• What the exercise asks: Please put each line from the line with "det: leafy green tree" through the line with "(326, 526), (438, 681)", both ends included, into a JSON list of strings, one string per line with blank lines left out.

• Supplied entries:
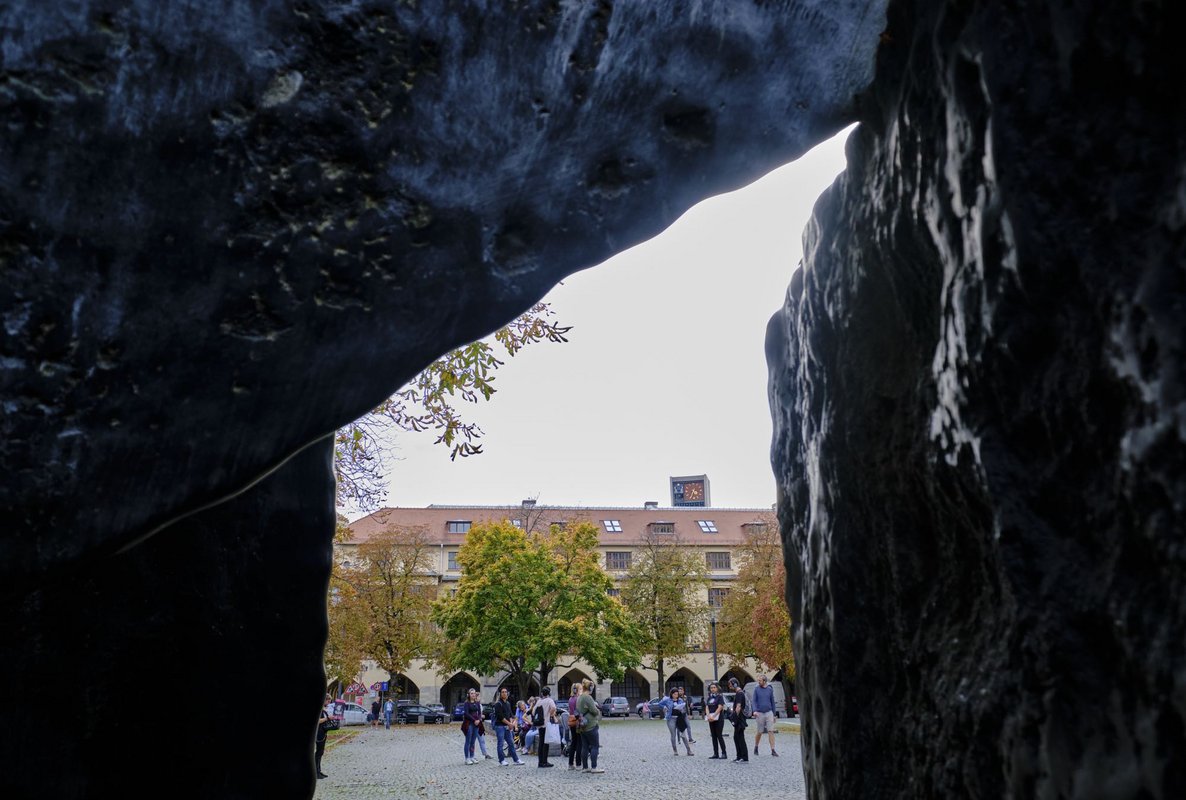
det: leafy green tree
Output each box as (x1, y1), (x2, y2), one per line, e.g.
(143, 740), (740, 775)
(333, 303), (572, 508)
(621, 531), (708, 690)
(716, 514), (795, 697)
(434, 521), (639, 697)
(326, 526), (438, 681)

--

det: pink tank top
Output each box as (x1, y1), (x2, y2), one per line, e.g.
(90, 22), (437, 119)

* * *

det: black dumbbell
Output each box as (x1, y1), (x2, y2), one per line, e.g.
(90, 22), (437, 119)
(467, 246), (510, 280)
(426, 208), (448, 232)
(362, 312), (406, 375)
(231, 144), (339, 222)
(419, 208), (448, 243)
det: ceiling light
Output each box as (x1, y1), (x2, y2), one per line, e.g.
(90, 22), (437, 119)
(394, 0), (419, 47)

• Exercise response:
[
  "det: leafy green tree",
  "Output each box as (x1, y1), (x2, y2), one per line, e.g.",
  "(143, 740), (740, 775)",
  "(333, 303), (572, 508)",
  "(621, 531), (708, 690)",
  "(716, 514), (795, 697)",
  "(434, 521), (639, 697)",
  "(326, 526), (438, 681)"
]